What to do
Reproduce only this part of the listing: the line with "Would you mind indicating the stone temple", plus every line after it through the last.

Data to process

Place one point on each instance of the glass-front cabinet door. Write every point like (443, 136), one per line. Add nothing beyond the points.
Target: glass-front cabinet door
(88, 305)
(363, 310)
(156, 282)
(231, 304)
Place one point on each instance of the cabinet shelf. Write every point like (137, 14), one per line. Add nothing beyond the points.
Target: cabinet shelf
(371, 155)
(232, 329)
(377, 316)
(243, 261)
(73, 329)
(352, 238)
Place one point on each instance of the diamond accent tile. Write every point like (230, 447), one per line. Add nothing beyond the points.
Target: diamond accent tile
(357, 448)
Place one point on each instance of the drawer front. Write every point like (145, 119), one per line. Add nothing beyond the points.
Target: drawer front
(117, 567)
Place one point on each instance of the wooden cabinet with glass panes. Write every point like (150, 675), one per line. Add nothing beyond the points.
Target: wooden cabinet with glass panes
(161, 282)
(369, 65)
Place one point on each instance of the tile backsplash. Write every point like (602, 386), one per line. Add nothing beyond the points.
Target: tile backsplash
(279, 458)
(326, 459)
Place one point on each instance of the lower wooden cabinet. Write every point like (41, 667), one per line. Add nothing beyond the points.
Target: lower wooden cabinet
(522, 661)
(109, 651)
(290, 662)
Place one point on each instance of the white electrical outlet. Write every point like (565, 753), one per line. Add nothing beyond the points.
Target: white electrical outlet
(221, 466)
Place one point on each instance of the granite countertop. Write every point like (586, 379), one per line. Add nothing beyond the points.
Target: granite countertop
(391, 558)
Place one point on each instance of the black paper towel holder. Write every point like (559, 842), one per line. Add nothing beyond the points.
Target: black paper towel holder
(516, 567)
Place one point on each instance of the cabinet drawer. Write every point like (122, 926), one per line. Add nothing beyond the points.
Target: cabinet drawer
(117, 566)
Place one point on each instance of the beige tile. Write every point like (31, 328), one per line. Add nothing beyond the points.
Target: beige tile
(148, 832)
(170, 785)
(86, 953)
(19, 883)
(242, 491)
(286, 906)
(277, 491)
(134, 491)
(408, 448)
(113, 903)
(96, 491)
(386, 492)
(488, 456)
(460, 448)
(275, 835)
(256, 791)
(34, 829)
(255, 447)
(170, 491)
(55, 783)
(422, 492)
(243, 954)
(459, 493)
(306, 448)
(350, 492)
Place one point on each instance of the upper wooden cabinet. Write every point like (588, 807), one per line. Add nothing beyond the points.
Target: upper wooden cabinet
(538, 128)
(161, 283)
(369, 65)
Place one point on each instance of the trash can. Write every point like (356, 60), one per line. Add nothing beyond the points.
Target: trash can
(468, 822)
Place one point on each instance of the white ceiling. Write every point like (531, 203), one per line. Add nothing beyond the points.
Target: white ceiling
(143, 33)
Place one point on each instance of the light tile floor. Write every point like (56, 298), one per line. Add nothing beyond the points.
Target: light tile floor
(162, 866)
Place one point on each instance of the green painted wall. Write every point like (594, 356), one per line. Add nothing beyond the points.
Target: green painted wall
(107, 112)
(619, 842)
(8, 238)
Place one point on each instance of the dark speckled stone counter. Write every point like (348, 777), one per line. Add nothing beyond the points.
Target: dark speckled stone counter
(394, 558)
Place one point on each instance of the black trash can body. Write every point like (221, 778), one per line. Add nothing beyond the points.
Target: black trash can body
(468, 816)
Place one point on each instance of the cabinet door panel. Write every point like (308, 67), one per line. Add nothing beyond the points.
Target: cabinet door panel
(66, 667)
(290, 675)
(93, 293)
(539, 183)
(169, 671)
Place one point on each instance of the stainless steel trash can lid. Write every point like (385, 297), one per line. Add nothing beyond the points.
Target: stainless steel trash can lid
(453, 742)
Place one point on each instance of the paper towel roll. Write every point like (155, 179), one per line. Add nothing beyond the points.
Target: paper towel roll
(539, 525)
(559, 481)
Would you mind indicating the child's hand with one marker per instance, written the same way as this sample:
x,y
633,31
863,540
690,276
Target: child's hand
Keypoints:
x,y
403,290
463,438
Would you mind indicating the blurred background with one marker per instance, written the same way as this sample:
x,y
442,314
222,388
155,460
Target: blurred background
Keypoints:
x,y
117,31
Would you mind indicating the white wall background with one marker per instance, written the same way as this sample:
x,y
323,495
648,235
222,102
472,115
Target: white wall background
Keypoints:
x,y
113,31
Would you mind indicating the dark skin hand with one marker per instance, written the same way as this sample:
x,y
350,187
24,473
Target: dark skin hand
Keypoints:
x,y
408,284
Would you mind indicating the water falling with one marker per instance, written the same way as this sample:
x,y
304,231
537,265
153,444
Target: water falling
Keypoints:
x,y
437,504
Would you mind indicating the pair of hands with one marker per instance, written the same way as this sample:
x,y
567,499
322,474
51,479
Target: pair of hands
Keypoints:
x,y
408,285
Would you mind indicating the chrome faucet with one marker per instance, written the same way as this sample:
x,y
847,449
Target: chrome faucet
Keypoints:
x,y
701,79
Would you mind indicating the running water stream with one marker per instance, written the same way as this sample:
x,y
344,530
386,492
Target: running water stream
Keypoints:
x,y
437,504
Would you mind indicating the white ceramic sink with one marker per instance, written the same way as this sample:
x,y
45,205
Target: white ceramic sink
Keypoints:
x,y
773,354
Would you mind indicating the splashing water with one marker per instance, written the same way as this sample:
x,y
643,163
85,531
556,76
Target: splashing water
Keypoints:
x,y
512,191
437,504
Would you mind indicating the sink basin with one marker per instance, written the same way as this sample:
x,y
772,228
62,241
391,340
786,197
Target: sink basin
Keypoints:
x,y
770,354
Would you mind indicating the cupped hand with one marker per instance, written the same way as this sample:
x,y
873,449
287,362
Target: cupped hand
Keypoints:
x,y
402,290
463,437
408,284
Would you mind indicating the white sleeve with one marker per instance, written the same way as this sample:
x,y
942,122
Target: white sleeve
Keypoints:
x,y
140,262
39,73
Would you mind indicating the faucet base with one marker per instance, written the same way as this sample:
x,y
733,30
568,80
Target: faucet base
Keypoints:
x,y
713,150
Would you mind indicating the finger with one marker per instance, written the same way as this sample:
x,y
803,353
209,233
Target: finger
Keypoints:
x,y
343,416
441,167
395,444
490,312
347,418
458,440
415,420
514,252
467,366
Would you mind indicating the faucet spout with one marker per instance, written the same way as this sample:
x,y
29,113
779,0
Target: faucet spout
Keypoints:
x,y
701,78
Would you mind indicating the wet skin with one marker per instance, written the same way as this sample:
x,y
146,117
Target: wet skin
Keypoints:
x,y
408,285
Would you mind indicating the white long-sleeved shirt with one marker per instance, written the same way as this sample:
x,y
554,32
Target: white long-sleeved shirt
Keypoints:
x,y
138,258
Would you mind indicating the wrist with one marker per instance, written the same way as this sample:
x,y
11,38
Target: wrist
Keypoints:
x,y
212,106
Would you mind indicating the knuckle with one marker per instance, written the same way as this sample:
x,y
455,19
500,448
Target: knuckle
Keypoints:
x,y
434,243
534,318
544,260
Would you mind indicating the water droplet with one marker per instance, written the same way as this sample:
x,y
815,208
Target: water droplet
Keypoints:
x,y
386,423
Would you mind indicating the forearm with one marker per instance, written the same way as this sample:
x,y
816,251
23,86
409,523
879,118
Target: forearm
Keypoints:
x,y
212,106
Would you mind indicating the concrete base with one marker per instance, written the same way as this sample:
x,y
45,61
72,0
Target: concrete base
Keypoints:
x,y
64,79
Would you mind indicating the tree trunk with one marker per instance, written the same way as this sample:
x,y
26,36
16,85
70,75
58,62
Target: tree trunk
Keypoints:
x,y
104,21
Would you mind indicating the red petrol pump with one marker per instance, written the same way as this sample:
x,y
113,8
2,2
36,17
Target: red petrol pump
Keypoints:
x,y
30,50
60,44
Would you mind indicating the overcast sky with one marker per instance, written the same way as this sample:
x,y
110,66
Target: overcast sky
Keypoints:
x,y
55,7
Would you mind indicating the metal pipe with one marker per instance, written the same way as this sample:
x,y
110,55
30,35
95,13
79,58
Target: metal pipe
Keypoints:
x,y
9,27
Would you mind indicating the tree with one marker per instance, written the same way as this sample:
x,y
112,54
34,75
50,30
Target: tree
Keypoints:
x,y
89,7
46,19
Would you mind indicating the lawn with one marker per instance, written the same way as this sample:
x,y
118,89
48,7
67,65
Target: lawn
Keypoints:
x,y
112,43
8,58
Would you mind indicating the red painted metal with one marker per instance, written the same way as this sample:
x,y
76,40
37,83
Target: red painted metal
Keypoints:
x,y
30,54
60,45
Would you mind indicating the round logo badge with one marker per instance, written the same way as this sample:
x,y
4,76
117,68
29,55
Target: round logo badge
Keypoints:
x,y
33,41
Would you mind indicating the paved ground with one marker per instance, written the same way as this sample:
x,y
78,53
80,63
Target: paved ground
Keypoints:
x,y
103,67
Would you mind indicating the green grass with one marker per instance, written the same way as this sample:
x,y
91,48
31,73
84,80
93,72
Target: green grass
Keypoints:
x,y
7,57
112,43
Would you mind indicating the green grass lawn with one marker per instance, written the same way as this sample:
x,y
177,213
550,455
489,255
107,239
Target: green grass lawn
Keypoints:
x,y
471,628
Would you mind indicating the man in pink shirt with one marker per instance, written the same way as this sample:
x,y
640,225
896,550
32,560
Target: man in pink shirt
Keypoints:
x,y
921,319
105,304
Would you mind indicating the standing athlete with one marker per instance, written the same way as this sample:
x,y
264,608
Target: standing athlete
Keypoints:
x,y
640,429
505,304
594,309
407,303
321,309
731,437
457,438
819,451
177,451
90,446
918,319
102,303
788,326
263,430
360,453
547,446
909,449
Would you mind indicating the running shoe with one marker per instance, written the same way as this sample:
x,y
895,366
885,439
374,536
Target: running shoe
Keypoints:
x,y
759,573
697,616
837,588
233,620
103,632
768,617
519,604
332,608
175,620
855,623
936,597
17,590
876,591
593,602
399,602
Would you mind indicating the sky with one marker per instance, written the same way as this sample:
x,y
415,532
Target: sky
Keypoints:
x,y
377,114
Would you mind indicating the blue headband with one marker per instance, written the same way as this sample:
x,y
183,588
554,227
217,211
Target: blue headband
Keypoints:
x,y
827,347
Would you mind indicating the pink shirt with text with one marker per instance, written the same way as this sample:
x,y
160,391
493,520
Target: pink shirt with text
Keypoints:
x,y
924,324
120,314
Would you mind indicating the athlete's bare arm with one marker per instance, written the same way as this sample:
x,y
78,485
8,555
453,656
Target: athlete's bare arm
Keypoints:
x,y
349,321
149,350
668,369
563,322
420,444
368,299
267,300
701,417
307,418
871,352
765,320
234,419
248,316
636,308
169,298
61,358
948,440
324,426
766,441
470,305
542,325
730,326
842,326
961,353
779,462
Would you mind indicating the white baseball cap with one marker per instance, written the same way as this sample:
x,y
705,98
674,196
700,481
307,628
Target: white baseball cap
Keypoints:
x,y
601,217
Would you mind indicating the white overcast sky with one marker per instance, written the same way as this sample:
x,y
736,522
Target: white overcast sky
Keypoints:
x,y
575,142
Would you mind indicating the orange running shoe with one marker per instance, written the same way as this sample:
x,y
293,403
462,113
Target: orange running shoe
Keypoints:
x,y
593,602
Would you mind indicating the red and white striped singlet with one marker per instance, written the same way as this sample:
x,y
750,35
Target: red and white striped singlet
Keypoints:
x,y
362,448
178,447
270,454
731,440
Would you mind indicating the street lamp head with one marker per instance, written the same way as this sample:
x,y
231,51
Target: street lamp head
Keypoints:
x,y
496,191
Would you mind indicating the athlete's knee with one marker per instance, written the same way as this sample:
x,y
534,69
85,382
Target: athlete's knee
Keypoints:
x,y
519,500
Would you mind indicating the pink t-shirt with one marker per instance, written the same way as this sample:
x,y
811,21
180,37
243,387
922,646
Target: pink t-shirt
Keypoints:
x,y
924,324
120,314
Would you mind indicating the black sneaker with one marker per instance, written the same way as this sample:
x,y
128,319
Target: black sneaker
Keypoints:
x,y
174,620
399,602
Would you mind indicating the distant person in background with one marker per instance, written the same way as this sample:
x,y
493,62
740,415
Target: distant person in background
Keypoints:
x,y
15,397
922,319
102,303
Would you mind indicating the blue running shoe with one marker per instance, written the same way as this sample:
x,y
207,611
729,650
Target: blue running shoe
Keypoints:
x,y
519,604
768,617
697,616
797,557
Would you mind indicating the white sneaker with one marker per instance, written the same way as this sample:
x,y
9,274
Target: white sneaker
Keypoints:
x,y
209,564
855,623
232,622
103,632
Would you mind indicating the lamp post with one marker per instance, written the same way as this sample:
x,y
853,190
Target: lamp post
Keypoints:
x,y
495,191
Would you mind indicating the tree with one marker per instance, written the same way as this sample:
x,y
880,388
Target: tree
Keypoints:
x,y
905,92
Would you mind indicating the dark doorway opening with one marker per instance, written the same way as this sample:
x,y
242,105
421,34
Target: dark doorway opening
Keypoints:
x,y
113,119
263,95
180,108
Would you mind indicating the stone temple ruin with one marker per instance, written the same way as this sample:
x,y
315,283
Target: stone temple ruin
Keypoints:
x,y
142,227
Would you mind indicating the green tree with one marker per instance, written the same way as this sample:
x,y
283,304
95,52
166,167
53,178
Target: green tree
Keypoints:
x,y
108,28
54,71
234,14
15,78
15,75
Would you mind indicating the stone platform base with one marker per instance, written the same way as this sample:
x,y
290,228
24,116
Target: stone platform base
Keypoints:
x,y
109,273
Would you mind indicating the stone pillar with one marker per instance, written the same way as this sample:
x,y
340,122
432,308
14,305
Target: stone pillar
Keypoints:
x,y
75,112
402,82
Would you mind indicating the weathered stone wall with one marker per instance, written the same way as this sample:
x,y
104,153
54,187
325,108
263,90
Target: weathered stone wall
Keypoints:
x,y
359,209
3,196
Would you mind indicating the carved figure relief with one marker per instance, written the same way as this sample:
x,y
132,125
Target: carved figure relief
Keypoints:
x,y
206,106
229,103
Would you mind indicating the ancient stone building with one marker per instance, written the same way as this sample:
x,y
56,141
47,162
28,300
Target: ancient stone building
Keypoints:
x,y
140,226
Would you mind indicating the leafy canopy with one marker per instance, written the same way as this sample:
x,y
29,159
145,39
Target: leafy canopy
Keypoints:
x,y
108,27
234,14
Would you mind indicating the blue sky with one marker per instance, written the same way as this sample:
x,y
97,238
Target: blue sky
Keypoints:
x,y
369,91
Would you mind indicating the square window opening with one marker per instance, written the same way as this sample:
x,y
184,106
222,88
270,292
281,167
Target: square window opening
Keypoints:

Written answer
Would you mind indicating the stone temple ruin with one marker per instance, written the same way as this sample:
x,y
315,283
Target: stone temple ruin
Keypoints:
x,y
142,227
Would you mind indicating the green tree with one marker per instance, written the same way as this sample:
x,y
283,304
95,52
166,167
53,178
Target: green tree
Keypoints:
x,y
108,28
54,71
234,14
15,78
15,75
Would you mind indicating the stone platform base with one marker per instance, written the same way as this sample:
x,y
290,228
24,116
Target: stone platform base
Keypoints:
x,y
109,273
Would you mind indicating the stone pillar with one marker per instance, written the same way as this sample:
x,y
340,122
432,308
14,305
Target: stone pillar
Keypoints:
x,y
75,112
402,82
Would you mind indicating the weathered stone wall with one marker per instance, written the same way as this sample:
x,y
104,153
54,187
325,108
263,90
Target: weathered stone wall
Keypoints:
x,y
359,209
3,196
Would you mind indicating the carved figure relief with one marker per instance, written the same way as this sample:
x,y
132,125
Target: carved figure relief
Keypoints:
x,y
206,106
229,103
Would you mind indicating the ancient stone building with one marker per instance, written the same way as this sample:
x,y
56,141
47,162
28,300
Target: ancient stone building
Keypoints:
x,y
140,226
Would you mind indicating the leafy canopy with one marker per instance, written the same way as this sample:
x,y
29,159
145,39
Target: leafy canopy
Keypoints:
x,y
108,27
234,14
Would you mind indicating the blue sky with one marker per instance, written the same way as this sample:
x,y
97,238
Target: blue sky
Keypoints:
x,y
369,91
Would you mind indicating the square window opening with one marker per instance, written the same way as this sample:
x,y
184,106
222,88
270,292
281,167
Target: square window opening
Keypoints:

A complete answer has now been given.